SHORT PROBLEM: Transcribe all of the records precisely as they are presented.

TASK MATERIAL:
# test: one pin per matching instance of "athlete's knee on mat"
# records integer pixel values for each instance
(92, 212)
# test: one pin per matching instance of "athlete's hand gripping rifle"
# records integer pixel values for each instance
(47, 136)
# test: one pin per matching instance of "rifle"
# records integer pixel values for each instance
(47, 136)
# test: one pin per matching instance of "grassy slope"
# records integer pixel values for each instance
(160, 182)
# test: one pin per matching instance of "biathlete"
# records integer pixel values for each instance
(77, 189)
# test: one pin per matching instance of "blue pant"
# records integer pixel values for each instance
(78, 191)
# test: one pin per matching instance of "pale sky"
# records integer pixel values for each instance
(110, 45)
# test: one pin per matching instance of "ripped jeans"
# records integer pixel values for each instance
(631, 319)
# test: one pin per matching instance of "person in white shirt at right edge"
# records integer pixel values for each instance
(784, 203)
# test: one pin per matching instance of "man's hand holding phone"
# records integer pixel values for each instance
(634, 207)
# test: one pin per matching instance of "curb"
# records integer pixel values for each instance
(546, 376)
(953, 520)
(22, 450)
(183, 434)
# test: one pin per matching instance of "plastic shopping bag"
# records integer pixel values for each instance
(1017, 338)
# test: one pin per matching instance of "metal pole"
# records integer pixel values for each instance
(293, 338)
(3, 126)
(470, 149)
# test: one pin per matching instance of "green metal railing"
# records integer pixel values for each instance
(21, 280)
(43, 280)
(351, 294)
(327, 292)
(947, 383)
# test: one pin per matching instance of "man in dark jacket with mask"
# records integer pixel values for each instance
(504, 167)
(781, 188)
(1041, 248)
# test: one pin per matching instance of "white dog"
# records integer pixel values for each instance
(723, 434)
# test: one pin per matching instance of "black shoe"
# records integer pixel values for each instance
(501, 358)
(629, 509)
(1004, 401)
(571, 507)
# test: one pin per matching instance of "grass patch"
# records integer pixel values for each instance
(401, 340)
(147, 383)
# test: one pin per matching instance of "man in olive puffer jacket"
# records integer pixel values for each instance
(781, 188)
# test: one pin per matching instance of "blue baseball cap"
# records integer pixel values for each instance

SOLUTION FOR THIS TASK:
# test: one pin per matching instance of "athlete's knee on mat"
# records integer pixel values for each instance
(92, 212)
# test: one pin per matching instance of "athlete's hand gripping rifle"
# records integer pixel values for each instance
(47, 136)
# test: one pin per matching instance of "rifle"
# records integer pixel values for each instance
(47, 136)
# test: one pin per matching instance of "grassy slope"
# records integer pixel values for each instance
(160, 182)
# test: one pin per matching instance of "biathlete"
# records integer pixel values for each instance
(77, 189)
# test: one pin per matching instance of "blue pant"
# records integer pixel values for each instance
(78, 191)
# test: one pin per matching instance of "pale sky"
# records integer pixel values for each instance
(110, 45)
# test: one pin per matching instance of "ripped jeans"
# records integer pixel values for each instance
(631, 319)
# test: one pin per matching instance of "person in white shirt at right edge"
# records integer pixel values for each instance
(784, 203)
# test: one pin per matching instance of "man's hand holding phone"
# records integer pixel values for each instance
(634, 207)
# test: one pin per matching instance of "curb"
# records integer pixel values for each instance
(546, 376)
(953, 520)
(22, 450)
(183, 434)
# test: one pin per matching instance of "plastic shopping bag"
# records integer pixel values for each instance
(1017, 338)
# test: one pin per matching instance of "metal pole"
# records integer pixel values for each instance
(293, 338)
(3, 126)
(470, 149)
# test: one pin per matching instance of "green metal railing"
# records integer pixel values for each instance
(21, 280)
(43, 280)
(351, 294)
(327, 292)
(947, 383)
# test: one pin per matching instance of "man in dark jacket with mask"
# records integer pixel values for each instance
(504, 167)
(781, 188)
(1041, 248)
# test: one pin per matching instance of "white dog"
# records integer pixel values for each instance
(723, 434)
# test: one pin per matching instance of "black shoe"
# records integer pixel values for each instance
(501, 358)
(629, 509)
(1004, 401)
(571, 507)
# test: one pin per matching instance of "grass patch"
# records integer pixel values for each instance
(401, 340)
(147, 383)
# test: one pin per matching instance of "man in olive puffer jacket"
# records integer pixel values for each instance
(781, 188)
# test: one pin per matching instance of "blue baseball cap"
# records integer pixel values for each instance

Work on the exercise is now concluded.